━━━━━ DATA LISTING

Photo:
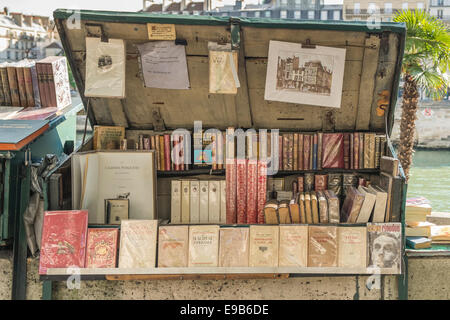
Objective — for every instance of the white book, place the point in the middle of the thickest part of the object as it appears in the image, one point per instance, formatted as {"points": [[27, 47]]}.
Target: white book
{"points": [[214, 202], [223, 201], [204, 203], [195, 201], [185, 201], [175, 205], [367, 206], [379, 212]]}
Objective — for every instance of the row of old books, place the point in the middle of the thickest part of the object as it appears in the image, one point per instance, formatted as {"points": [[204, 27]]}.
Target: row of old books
{"points": [[198, 201], [68, 242], [27, 83]]}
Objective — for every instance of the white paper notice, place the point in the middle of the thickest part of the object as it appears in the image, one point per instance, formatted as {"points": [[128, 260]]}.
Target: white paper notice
{"points": [[164, 65]]}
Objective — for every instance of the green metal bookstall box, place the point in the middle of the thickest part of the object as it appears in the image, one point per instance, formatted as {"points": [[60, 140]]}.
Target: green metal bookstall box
{"points": [[372, 70]]}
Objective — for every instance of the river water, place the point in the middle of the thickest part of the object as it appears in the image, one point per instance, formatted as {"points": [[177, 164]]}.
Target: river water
{"points": [[430, 178]]}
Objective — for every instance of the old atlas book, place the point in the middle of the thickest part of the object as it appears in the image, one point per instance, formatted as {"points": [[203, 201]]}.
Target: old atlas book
{"points": [[203, 246], [101, 248], [234, 247], [63, 241], [264, 241], [293, 246], [173, 246]]}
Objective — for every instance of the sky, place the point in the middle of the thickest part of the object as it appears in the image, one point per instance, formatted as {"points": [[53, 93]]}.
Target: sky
{"points": [[46, 7]]}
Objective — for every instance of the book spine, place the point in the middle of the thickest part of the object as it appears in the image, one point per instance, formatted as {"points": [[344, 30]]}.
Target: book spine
{"points": [[5, 86], [28, 86], [346, 151], [21, 87], [262, 190], [241, 197], [295, 152], [252, 191], [300, 152], [13, 87]]}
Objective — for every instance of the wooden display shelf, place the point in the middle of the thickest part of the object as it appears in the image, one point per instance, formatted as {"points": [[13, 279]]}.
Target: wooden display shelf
{"points": [[211, 273]]}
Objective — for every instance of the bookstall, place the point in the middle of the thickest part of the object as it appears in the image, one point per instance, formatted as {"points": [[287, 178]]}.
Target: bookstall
{"points": [[305, 188]]}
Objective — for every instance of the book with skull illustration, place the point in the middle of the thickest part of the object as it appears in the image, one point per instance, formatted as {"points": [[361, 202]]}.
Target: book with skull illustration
{"points": [[173, 245], [385, 245], [63, 241], [101, 248], [263, 246]]}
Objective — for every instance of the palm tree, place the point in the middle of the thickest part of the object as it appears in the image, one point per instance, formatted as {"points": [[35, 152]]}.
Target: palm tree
{"points": [[425, 63]]}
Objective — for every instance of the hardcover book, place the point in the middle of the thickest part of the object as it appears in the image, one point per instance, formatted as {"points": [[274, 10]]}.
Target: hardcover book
{"points": [[108, 138], [264, 242], [63, 241], [323, 246], [138, 243], [101, 248], [352, 250], [385, 245], [234, 247], [173, 246], [203, 246], [293, 246]]}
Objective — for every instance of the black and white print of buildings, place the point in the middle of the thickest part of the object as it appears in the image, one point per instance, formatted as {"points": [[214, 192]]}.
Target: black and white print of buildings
{"points": [[304, 73]]}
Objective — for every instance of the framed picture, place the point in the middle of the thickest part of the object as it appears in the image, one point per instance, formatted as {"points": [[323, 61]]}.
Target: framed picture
{"points": [[312, 76]]}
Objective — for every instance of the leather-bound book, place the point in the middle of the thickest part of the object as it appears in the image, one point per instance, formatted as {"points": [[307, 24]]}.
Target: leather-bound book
{"points": [[333, 150], [323, 246], [352, 205]]}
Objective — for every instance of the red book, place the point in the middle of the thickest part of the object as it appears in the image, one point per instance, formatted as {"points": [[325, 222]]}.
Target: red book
{"points": [[346, 150], [101, 247], [307, 149], [63, 239], [241, 196], [252, 191], [262, 190], [167, 152], [333, 150]]}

━━━━━━━━━━

DIRECTIONS FOR THIS TASK:
Copying should begin at the line containing "Objective — for every instance of the red" and end at the last line of the material, with every line in between reproduced exactly.

EXERCISE OUTPUT:
Objective — for every instance of the red book, place the point in the middle of the thickest part of the object as it appears in the image, one point per instance, formatted as {"points": [[325, 222]]}.
Target: red book
{"points": [[346, 150], [101, 247], [307, 149], [63, 239], [241, 196], [252, 191], [262, 190], [167, 152], [333, 150]]}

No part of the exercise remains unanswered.